> **What this task involves**: Locate each line of the listing below that contains the word "every" and copy those lines out in full.
— Start —
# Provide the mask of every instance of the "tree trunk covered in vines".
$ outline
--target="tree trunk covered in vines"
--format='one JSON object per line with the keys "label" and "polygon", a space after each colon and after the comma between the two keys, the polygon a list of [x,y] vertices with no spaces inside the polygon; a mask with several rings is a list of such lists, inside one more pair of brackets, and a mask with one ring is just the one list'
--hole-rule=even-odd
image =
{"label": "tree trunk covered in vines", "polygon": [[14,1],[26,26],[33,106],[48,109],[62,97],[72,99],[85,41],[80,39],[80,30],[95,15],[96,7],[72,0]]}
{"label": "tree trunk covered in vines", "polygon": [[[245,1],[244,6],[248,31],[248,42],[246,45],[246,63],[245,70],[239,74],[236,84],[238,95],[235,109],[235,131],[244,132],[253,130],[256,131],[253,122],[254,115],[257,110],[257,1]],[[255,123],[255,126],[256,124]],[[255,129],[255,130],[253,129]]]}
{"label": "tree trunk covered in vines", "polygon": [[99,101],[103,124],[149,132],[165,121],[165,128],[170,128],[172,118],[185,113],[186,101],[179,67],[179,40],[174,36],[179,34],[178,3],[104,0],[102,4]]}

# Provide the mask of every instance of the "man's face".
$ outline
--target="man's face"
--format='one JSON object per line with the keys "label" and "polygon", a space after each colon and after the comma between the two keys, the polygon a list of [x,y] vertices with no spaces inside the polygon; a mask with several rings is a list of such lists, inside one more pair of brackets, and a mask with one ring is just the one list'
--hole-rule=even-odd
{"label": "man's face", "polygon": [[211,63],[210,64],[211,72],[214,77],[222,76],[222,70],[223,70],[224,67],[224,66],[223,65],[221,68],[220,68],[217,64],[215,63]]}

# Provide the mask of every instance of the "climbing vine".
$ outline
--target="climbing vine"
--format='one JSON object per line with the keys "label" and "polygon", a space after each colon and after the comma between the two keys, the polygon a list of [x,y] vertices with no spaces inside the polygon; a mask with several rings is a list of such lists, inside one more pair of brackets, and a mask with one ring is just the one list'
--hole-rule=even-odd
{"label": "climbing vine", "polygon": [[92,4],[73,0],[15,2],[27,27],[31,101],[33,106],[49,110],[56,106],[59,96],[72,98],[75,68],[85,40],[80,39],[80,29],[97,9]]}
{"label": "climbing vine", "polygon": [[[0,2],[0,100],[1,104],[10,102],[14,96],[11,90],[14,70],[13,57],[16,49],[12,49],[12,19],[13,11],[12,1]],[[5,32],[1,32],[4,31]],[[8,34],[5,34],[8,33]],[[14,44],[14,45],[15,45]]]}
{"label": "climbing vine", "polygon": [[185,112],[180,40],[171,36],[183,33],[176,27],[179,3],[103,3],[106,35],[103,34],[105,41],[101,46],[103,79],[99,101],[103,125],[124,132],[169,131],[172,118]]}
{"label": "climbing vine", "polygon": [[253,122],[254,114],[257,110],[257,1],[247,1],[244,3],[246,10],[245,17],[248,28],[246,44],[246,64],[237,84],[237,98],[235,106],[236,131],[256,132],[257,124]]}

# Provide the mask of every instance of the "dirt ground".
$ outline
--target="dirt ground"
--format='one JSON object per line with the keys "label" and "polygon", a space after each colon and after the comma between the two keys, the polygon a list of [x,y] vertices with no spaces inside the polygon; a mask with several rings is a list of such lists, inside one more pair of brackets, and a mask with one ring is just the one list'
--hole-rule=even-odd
— End —
> **Right answer**:
# Provide the mask of every instance of the "tree trunk covered in vines".
# Provide the mask of every instance of the "man's face".
# Provide the mask of every instance of the "climbing vine".
# Provide the mask of every instance of the "dirt ground".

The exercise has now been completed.